WHAT YOU NEED TO DO.
From the line with "stairs in the photo above." down to the final line of the records below, retype everything exactly and leave out the rest.

EXERCISE DATA.
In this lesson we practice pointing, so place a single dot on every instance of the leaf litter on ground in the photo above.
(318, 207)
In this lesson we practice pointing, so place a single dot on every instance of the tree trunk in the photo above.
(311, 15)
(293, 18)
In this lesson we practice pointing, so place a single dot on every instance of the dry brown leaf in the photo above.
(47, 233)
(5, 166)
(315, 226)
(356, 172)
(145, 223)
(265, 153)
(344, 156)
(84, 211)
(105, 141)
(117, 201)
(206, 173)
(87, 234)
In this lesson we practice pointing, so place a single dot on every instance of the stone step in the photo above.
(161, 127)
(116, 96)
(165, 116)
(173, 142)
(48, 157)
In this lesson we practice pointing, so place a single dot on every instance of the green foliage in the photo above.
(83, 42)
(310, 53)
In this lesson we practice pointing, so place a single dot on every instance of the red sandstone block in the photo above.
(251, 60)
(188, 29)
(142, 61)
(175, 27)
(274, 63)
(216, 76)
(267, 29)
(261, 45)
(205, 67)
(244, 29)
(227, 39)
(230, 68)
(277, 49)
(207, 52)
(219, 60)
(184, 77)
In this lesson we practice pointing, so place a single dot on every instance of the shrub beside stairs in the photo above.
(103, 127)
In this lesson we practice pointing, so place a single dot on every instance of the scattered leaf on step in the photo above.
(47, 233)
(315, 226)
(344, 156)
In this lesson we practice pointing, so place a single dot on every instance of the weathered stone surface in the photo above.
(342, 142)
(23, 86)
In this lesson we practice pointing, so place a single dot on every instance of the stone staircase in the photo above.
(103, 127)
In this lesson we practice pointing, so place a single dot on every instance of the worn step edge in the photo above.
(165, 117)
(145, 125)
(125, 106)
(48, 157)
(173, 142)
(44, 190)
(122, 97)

SOLUTION FOR THIS TASK.
In this lesson we practice pointing, so place a single dot on every instance of the shrub beside stairs in the photo above.
(103, 127)
In this lesson we practice pointing, so place a single dot on every instance of the scattered leaf on step in the photo above.
(47, 233)
(315, 226)
(344, 156)
In this lesson we practice pointing, so place a single dot on every instance of the weathered stone surface in the photo above.
(342, 142)
(23, 86)
In this lesson we practice pointing, so place a single dot on every instance of the stone staircase in the photo above.
(103, 127)
In this lesson we practice pointing, so place a single dot on every instance of the worn step edge in the photo above.
(165, 117)
(145, 125)
(125, 106)
(48, 157)
(173, 142)
(44, 190)
(122, 97)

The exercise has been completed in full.